● Exercise aim:
Using the entries that follow, write out the line containing "Keep to these rules. Indicate every instance of the woman", the line containing "Keep to these rules. Indicate every instance of the couch", and every line between them, exactly and nothing else.

● Given records:
________
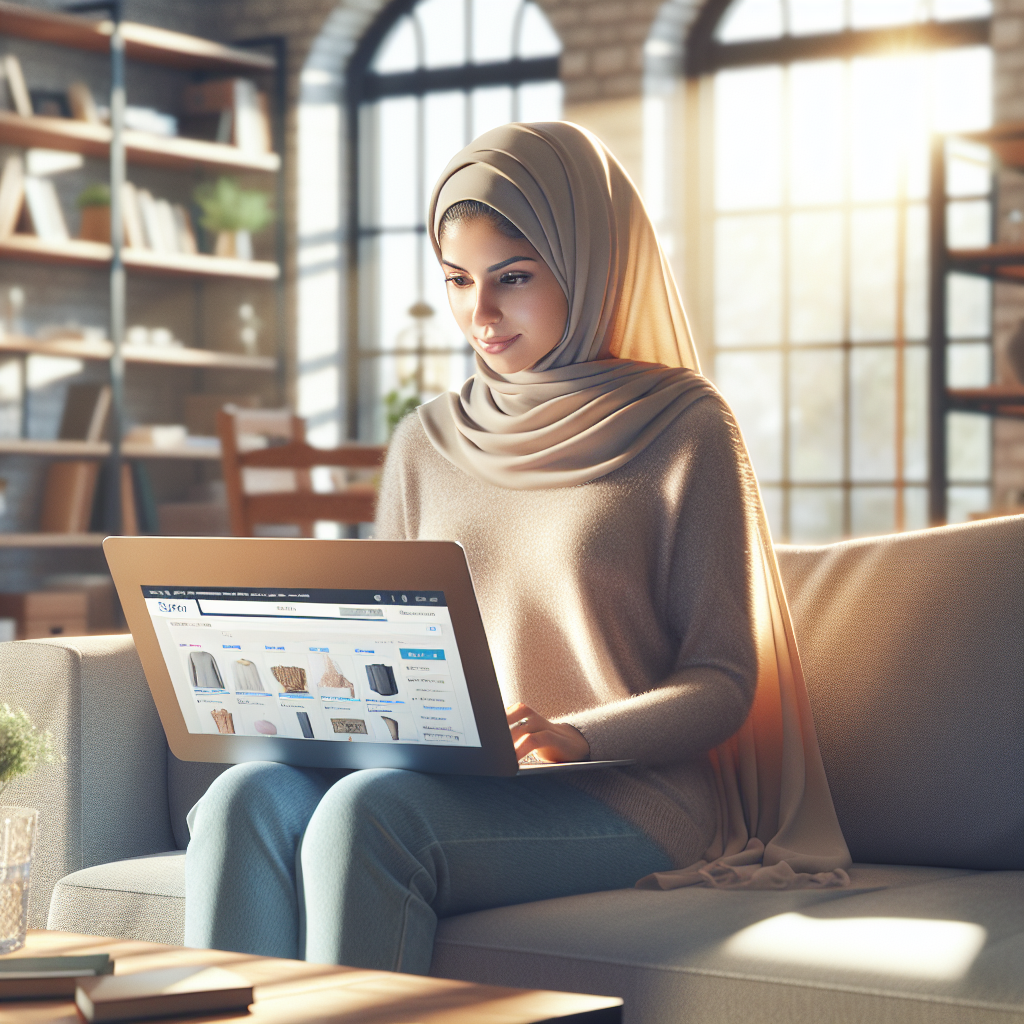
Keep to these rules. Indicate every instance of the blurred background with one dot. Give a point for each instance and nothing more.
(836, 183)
________
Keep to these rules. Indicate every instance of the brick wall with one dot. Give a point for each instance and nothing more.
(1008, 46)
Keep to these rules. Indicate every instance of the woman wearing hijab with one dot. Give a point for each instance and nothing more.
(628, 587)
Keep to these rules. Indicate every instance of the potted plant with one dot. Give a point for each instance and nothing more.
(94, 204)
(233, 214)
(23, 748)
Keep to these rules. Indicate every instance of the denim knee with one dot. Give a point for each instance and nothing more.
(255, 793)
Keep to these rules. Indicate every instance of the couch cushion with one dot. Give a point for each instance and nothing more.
________
● Your response:
Keep to these rules. Indicate every instance of the woman wearing hijab with one dot. Give a point for each instance and nothing more.
(628, 587)
Keep to these rules. Indicate every instance of the potted plant with one dot. Give a point for each instance and nothing more.
(94, 204)
(233, 214)
(23, 748)
Keep to these rules. Indicate every instance of the denim knee with one dot. Give a point for each instance and nothing more.
(255, 793)
Keep to these rules. Indicate every instance of the couch cushion with one dot. Give a point for each instance and nothing more.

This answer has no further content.